What is required ::
In the data below, the answer is the run of lines from the line containing "Target: young woman" through the line containing "Target: boy in red jersey", both included; print it exactly and nothing else.

---------- Data extract ----------

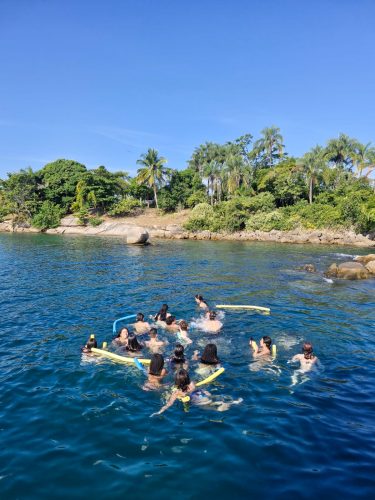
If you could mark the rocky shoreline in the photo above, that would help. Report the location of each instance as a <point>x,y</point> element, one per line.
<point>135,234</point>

----------
---------- Data extract ----------

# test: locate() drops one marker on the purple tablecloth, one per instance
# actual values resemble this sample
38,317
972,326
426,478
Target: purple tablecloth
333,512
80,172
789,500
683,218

----------
---------- Data extract ----------

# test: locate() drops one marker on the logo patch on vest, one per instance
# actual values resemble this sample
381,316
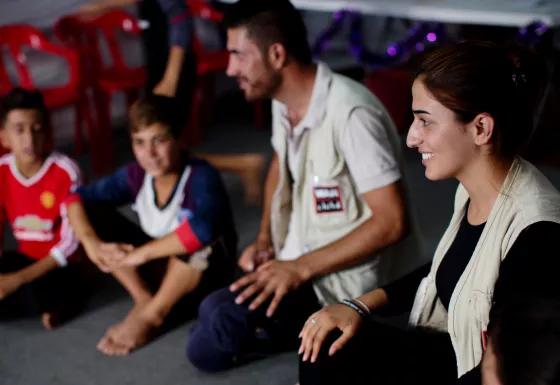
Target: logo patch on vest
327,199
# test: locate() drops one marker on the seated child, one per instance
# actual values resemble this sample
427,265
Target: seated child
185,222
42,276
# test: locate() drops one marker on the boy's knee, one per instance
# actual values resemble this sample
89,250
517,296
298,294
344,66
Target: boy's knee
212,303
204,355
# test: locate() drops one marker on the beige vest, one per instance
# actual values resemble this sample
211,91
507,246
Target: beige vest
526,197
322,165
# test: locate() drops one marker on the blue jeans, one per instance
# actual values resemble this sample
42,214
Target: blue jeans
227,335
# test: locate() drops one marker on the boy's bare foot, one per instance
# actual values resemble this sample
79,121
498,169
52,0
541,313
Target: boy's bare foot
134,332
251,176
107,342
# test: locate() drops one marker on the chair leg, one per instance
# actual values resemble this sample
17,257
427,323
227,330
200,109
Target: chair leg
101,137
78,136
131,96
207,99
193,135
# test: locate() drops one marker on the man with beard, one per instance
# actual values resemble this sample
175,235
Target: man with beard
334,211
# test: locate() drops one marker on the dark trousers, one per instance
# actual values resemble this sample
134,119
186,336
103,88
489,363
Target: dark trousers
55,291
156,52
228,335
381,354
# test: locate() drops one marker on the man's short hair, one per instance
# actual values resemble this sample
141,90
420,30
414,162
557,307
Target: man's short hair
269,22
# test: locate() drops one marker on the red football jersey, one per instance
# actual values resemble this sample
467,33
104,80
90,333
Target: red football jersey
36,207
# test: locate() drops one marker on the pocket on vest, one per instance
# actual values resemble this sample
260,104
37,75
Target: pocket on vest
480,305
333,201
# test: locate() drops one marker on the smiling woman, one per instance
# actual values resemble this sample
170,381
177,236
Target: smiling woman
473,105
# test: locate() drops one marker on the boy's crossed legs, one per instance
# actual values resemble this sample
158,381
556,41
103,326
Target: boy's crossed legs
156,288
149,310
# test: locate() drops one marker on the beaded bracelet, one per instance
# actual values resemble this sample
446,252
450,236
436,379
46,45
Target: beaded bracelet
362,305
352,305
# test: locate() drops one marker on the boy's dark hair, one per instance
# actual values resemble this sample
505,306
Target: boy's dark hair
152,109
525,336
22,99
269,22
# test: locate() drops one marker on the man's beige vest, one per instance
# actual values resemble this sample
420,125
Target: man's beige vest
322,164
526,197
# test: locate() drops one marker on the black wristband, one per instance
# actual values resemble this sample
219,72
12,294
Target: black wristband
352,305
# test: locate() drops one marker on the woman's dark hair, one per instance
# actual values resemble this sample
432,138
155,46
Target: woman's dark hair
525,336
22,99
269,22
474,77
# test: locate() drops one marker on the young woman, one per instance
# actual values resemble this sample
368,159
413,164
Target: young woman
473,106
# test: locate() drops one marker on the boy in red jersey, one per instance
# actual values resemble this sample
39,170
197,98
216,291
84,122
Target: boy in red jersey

----------

Reply to the exercise ::
Target: young woman
473,106
# test: locate() drops one marker on the boy in red jersey, one per instance
# actual values resemble this sample
39,170
197,98
216,291
84,122
Target: boy in red jersey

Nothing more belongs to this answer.